§ **AUFGABEN**:
A. Liste alle Bezeichnungen für Götz Alsmann auf, die der Artikel über Götz Alsmann im Satz „Denn wenn Götz Alsmann, …“ zwischen seinem Namen und den Worten „über diese griffigen“ nennt.
B. Bitte schreib den Artikel über Götz Alsmann im Anschluss an seinen letzten Satz weiter.

§ **TEXTAUSZUG**:
⟨

Götz Alsmann: Ein Bier auf den Mann am Klavier
Götz Alsmann wird 50. Wird auch langsam Zeit. Schließlich verkörpert niemand im deutschen Showgeschäft altmodische Tugenden so galant wie der Münsteraner.
Köln. Man muss sich das mal vorstellen. Da will man eine Nikolausfeier veranstalten, in der Schule oder einfach nur im Freundeskreis, man gibt sich Mühe, besorgt Essen, kümmert sich um die Dekoration und den Programmablauf. Und dann taucht dieser notorische Besserwisser mit der affigen Tolle auf und mäkelt daran rum, dass man für die Bescherung einen Weihnachtsmann engagiert hat - und keinen Nikolaus, wie der Brauch es eigentlich verlangt.
Dann monologisiert er auch noch irgendetwas, von wegen der Weihnachtsmann im roten Mantel sei eine Erfindung von Coca Cola. Und wir würden uns von den amerikanischen Bräuchen unsere europäischen Festrituale verwässern lassen. Sein Sohn, mittlerweile 17, bläst ins gleiche Horn. Und wissen Sie, was das Schlimmste ist? Die haben beide auch noch irgendwie Recht!
So oder zumindest so ähnlich dürfte sich der eine oder andere Organisator von Münsteraner Nikolaus-Partys in den vergangenen Jahren gefühlt haben. Eigentlich erstaunlich, dass Götz Alsmann dann immer wieder eingeladen wird, obwohl er selbstkritisch einräumt, mit seinem Sohn im Schlepptau "schon ein echter Stimmungskiller" auf diversen Festen gewesen zu sein.
Wahrscheinlich lassen sich die Leute einfach gerne belehren. Im Falle Alsmann wissen sie ja, dass sie noch etwas lernen können. Denn wenn Götz Alsmann, promovierter Musikwissenschaftler, selbst ernannter Jazz-Schlagersänger und hauptberufliche Rampensau, über diese griffigen und überstrapazierten Schlagwörter hinaus etwas verkörpert im deutschen Fernsehen, dann ist es dieser fast kindliche und antiquiert anmutende Enthusiasmus für Bildung, sei sie nun wesentlich wie bei Dietrich Schwanitz oder auch unnütz im Sinne der Generation "Neon".

⟩

§ **ROHDATEN**:

⟨

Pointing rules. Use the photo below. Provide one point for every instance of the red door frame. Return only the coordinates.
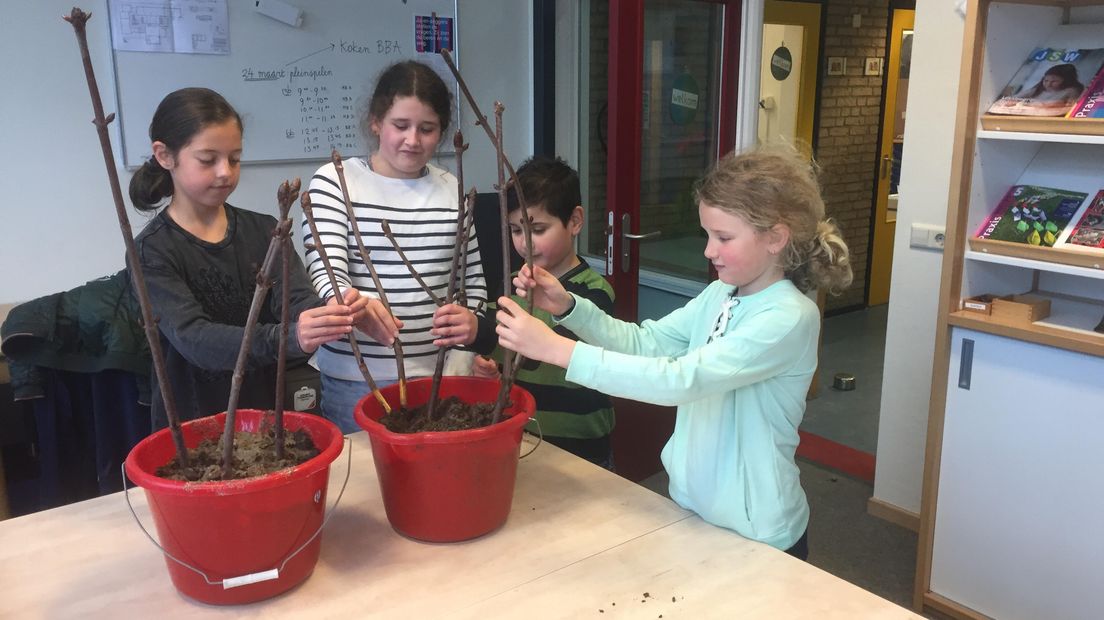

⟩
⟨

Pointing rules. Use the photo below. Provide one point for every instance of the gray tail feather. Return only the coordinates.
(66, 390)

⟩

§ **ANTWORTEN**:
A.
- promovierter Musikwissenschaftler
- selbst ernannter Jazz-Schlagersänger
- hauptberufliche Rampensau

B.
Der freie Bürger, in diesem Fall also der Zuschauer, darf sich nicht schon gegen Bildung entscheiden, bevor er zugehört hat. Er darf sich aber sehr wohl dazu entscheiden, das, was er gehört hat, nicht zu verinnerlichen. Da bleibt Alsmann gelassen. Man kann die Menschheit nicht dazu zwingen, schlau zu sterben.
Auf der Bühne agiert er anders. Hier braucht er keine Derbheiten, um sein Naturell als geschmeidiger Conferencier zu konterkarieren. Hier ist er Kapellmeister, Samstagabend-Galan und Geschichtenerzähler in einem, verhilft vergessenen Liedgut-Größen, Peter Kreuder oder Michael Jary beispielsweise, zu posthumem Ruhm, wenn er ihre Gassenhauer wie "Es liegt was in der Luft" oder "Für eine Nacht voller Seligkeit" im Jazzgewand präsentiert.
Berührungsängste kennt er dabei nicht. "In jeder Musikrichtung gibt es einen, der etwas zu sagen hat", ist sein Credo. Selbst in der Rockmusik gibt es Ausnahmen. Zwar steht er auf dem Standpunkt: "Für mich klingt das alles gleich." Aber auch hier sieht er die Ausnahme von der Regel - in den Ärzten, die er "sensationell" findet.
Kindheit: Götz Alsmann wird am 12. Juli 1957 in Münster geboren. Bereits als Teenager spielt er in lokalen Bands Klavier, darunter in der Heupferd Jug Band.
Ausbildung: Ab 1977 studiert Alsmann Musikwissenschaft und Publizistik, ebenfalls in Münster. 1986 promoviert er, das Thema seiner Dissertation lautet: "Nichts als Krach. Die unabhängigen Schallplattenfirmen und die Entwicklung der amerikanischen populären Musik, 1943-1963".
Erste Erfolge: Ebenfalls 1986 unterzieht er den Depeche-Mode-Hit "People Are People" einer Jazz-Überholung. Der Song verschafft ihm erste Aufmerksamkeit in den Medien. Der WDR bietet ihm eine eigene Show an, "Roxy - Das Magazin für junge Erwachsene". Es folgen u.a. die "Gong Show" (RTL) und "Avanti" (Vox).
Quotenhit: Mit "Zimmer frei" (WDR) erlangt er 1996 breite Bekanntheit. Gleichzeitig beginnt er mit seiner Jazz-Schlager-Band zu touren.